- [Extract to read]:
On 5/19/10, CeJ <jann...@gmail.com> wrote:
> >>CB: No it is dead generations interacting with living generations. It
> is not the quantity but the quality of the interaction.  This allows
> way beyond three generations interacting.  Ancestor "worship". Kinship
> family trees with legendary ancestors being traced to with
> relationships. Kinship symboling would be a fuller statement.  Names
> are the critical human central characteristic.
>
> In the beginning was the Name.<<
>
> Until the advent of literacy, I have my doubts. If you could give some
> evidence and closely reasoned arguments, I might be otherwise
> persuaded.

^^^^^
CB: Maybe I should say Proper Names, to be clear. The evidence is in
hundreds of ethnographic and ethnohistorical studies of pre-literate
societies.  If I might call on my university study, I majored and
mastered in ethnology.  The principle can be found in any anthropology
basic text, like Conrad Kottak.  Kinship is the organizing and big
deal principle for all of "primitive" societies.  Names are obviously
central in kinship charts, family trees so to speak. Family names.
Tracing relationships through common dead ancestors is definitively to
use names critically. The meaning of "Name".

Kinship organizes all of hunting and gathering societies very
centrally. The conclusory statement by an expert can be found in
Marshall Sahlins' , particularly late chapters of _Culture and
Practical Reason_.  Kin relations organize marriage, economy ,
ceremony, there is no "polity" in pre-state society, etc.  So, kinship
, tracing relations through dead ancestors , organizes relations
between living people.

Any elementary anthro book will say this. It is a "law" of the stages
of development of human society. I think Engels recognized it in _The
Origin of the Family, Private Property and the State_.  I puts a
footnote in the first sentence of the _Manifesto of the Commnist
Party_ on a related point.

- [Given exercise 1]:
Express the records below, from the line containing "One point rides on each instance of the radar" through the end of the records, as a JSON list of strings with one string per line. Leave out blank lines.

- [Stored data]:

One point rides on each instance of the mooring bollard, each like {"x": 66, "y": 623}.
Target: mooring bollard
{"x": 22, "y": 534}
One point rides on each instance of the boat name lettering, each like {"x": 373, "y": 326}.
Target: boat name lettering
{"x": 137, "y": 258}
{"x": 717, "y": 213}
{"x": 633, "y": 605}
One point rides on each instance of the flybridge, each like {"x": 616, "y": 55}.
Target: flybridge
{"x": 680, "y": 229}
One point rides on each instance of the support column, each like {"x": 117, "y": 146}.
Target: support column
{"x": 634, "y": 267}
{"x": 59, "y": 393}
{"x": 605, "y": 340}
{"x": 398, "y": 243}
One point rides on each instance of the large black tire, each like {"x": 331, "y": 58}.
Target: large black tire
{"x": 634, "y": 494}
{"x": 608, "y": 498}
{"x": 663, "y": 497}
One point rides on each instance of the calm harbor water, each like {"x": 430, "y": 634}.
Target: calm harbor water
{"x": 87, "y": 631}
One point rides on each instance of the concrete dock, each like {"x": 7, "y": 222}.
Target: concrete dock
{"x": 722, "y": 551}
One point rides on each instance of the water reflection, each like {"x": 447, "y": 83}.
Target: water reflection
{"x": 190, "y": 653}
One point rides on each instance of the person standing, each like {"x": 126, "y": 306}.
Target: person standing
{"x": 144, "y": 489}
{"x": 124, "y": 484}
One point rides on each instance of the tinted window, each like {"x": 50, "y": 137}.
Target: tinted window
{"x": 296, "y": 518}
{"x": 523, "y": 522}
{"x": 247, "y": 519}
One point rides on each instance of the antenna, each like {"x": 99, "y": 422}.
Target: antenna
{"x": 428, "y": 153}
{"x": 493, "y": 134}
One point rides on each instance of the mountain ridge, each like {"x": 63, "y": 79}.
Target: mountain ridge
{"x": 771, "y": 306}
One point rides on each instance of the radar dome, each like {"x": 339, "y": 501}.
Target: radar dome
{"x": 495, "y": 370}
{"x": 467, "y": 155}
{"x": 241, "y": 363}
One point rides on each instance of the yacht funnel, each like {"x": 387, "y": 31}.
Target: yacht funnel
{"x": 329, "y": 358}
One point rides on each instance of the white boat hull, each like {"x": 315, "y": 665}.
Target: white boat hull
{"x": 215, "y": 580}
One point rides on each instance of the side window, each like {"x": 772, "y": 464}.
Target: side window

- [Given exercise 2]:
Reproduce the kinship post from "Any elementary anthro" to "a related point.", substituting "introductory" for "elementary".

- [Final answer 1]:
[
  "One point rides on each instance of the radar dome, each like {\"x\": 339, \"y\": 501}.",
  "Target: radar dome",
  "{\"x\": 495, \"y\": 370}",
  "{\"x\": 467, \"y\": 155}",
  "{\"x\": 241, \"y\": 363}",
  "One point rides on each instance of the yacht funnel, each like {\"x\": 387, \"y\": 31}.",
  "Target: yacht funnel",
  "{\"x\": 329, \"y\": 358}",
  "One point rides on each instance of the white boat hull, each like {\"x\": 315, \"y\": 665}.",
  "Target: white boat hull",
  "{\"x\": 215, \"y\": 580}",
  "One point rides on each instance of the side window, each like {\"x\": 772, \"y\": 464}.",
  "Target: side window"
]

- [Final answer 2]:
Any introductory anthro book will say this. It is a "law" of the stages
of development of human society. I think Engels recognized it in _The
Origin of the Family, Private Property and the State_.  I puts a
footnote in the first sentence of the _Manifesto of the Commnist
Party_ on a related point.